INPUT RECORDS:
+-------+

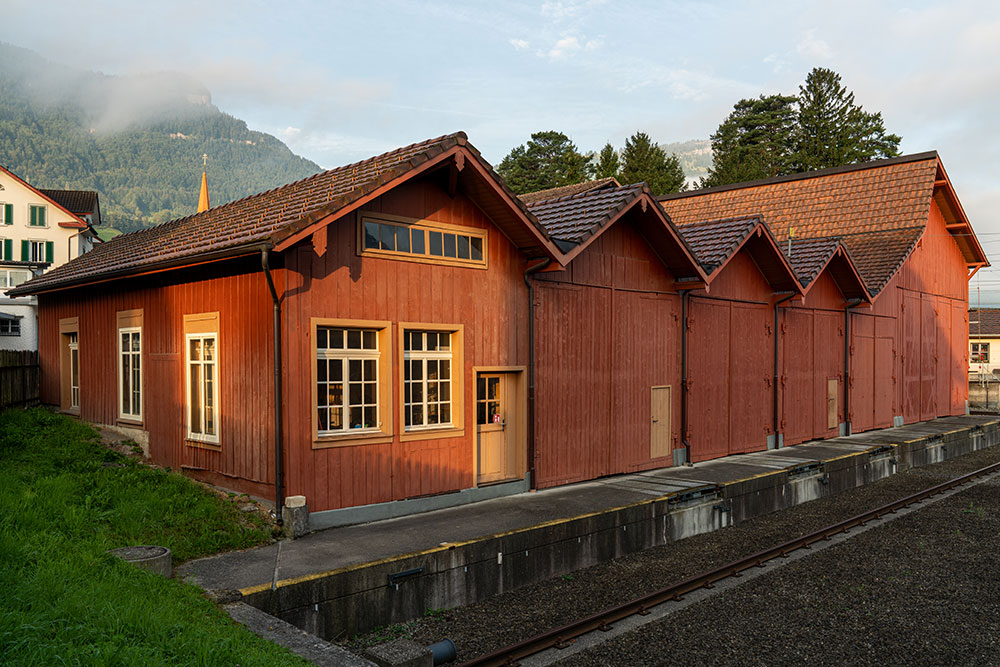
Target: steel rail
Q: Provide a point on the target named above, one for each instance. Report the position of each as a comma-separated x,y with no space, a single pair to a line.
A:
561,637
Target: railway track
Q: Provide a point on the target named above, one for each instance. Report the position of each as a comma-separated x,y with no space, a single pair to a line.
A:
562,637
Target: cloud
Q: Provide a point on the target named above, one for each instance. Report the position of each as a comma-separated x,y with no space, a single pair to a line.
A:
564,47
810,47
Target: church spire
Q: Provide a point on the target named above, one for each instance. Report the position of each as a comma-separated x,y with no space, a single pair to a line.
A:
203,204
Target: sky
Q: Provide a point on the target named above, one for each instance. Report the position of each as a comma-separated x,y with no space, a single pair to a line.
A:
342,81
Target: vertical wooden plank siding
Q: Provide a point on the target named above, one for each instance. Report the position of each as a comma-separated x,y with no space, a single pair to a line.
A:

+-------+

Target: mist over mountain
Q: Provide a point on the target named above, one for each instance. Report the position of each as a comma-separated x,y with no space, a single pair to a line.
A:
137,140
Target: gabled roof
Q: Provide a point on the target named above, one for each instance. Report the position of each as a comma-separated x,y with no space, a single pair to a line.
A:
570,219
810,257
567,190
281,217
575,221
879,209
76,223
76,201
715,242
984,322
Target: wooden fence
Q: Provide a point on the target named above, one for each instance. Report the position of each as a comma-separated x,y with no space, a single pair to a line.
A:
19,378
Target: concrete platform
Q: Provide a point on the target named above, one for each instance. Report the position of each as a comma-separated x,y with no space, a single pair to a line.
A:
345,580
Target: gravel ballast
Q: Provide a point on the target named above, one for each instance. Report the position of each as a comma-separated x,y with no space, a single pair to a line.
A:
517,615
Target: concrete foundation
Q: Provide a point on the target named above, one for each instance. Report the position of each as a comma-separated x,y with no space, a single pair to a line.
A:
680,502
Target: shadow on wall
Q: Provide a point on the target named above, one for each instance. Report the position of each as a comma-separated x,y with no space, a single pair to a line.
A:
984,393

+-------+

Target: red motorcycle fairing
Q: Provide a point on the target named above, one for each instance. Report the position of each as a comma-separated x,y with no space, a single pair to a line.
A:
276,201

+-------+

THE PROBLEM:
Locate every line in the data that contains the word "concrete" and copy each of those lines.

SOLUTION TO THIS TASK:
Target: concrete platform
Target: concrete foundation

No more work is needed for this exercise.